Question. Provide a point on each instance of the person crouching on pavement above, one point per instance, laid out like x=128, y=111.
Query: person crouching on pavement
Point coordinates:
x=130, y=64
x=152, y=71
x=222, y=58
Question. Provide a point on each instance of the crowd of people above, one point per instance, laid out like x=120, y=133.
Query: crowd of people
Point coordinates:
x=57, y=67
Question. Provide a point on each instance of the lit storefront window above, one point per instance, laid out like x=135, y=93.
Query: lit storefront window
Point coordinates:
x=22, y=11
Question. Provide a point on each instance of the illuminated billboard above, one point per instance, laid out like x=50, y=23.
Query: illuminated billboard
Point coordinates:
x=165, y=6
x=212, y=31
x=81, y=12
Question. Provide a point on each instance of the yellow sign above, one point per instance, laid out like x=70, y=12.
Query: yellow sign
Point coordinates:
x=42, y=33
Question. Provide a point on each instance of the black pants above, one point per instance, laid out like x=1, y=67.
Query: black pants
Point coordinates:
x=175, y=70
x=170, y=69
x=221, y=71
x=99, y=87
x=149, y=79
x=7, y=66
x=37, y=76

* * *

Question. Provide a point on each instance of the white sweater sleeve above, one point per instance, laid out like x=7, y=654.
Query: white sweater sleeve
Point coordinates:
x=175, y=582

» **THE TASK**
Pick out every line in the listing above that contains the string "sign". Upper and lower case must match.

» **EXERCISE RESULT**
Question. Provide a point on each instance of the yellow sign above, one point per instance, laid out like x=70, y=12.
Query: yellow sign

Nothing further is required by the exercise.